* _The task_
The line containing "One point goes on every instance of the snow patch" and every line after it through the end of the records: return those exactly, and nothing more.

---+---

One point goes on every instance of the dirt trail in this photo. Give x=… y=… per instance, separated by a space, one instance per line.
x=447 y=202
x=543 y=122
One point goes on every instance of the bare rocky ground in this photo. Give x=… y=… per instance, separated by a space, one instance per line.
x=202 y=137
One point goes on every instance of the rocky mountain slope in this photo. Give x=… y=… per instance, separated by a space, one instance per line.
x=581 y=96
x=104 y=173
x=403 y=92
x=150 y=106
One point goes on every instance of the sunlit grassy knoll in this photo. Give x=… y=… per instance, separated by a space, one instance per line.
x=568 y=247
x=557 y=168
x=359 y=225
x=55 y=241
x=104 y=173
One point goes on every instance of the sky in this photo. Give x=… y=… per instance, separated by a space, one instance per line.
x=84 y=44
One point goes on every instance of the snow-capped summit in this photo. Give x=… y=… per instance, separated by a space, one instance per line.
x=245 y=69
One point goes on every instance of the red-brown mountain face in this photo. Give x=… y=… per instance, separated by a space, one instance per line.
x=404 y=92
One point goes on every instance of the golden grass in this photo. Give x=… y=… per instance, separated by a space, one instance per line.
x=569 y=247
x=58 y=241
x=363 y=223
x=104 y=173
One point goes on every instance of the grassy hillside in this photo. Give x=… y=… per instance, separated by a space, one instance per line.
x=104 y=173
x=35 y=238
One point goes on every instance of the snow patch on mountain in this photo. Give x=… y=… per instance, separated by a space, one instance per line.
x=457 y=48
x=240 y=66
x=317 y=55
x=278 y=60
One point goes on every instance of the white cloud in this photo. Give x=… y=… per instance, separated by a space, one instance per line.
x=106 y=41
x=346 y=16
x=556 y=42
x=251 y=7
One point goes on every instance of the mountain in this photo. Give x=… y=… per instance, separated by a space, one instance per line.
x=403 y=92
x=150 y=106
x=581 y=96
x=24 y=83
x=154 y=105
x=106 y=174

---+---

* _Result_
One point goes on every instance of the snow patch on mountain in this photo. Give x=… y=… per instance, separated by a space, one instance per line.
x=457 y=48
x=240 y=66
x=317 y=55
x=278 y=60
One point goes on every instance of the white cloud in this photo. Give x=… y=… per instance, separated by a space, one instance per line.
x=106 y=41
x=346 y=16
x=556 y=42
x=251 y=7
One point goes on every instance of the mountain in this photo. Give x=… y=… per instance, separated by a space, one instance per line.
x=403 y=92
x=150 y=106
x=581 y=96
x=24 y=83
x=154 y=105
x=106 y=174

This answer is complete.